What needs to be done: Please format every line of the entries below as a Markdown table with the columns Row and Line, numbering the rows and skipping blank lines. Leave the pictures out.

Entries for pointing and labeling:
------------------------

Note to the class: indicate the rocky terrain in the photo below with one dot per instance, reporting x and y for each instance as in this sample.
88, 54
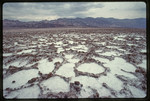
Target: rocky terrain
74, 63
78, 22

------------------------

Solved problem:
| Row | Line |
|---|---|
| 1 | Note to the class: indicate the rocky terrain in the photo below with one dot per instance, reporting x and y for each instance as in this sample. |
| 2 | 88, 54 |
| 3 | Target: rocky terrain |
| 4 | 74, 63 |
| 5 | 78, 22 |